Exercise - In the entries that follow, how many lines include the string "striped"? The answer is the number only.

Data records -

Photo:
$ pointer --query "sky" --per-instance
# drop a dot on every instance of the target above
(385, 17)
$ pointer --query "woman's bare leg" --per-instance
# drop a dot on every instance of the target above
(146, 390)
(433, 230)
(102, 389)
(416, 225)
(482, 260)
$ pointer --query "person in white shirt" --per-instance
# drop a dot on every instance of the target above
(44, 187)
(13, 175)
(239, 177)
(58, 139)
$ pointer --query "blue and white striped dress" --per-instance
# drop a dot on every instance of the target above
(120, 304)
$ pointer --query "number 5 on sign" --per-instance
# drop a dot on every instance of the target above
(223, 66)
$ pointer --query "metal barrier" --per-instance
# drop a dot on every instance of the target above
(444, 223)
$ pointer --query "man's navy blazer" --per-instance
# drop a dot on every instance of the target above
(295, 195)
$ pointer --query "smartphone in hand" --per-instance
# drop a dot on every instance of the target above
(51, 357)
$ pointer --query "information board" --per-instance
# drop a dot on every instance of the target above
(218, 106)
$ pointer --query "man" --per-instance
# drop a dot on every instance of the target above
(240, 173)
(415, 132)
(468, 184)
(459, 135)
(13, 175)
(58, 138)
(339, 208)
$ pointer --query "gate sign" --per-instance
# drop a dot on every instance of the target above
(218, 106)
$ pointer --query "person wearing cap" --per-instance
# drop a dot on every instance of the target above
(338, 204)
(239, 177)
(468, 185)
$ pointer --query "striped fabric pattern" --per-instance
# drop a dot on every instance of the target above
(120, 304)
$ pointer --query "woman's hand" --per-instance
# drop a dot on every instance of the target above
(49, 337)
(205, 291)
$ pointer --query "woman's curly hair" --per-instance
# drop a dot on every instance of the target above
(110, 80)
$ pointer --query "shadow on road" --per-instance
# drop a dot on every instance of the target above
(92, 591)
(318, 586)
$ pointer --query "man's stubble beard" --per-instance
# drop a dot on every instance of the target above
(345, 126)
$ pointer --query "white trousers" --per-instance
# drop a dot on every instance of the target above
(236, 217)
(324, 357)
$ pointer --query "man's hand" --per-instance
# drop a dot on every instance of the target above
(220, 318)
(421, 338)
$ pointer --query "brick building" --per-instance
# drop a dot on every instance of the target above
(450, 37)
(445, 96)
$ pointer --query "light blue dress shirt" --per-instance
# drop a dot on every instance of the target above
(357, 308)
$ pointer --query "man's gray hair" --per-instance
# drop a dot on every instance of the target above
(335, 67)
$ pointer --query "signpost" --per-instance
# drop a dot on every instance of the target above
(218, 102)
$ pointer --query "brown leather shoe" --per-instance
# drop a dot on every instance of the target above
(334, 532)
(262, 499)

Response box - 2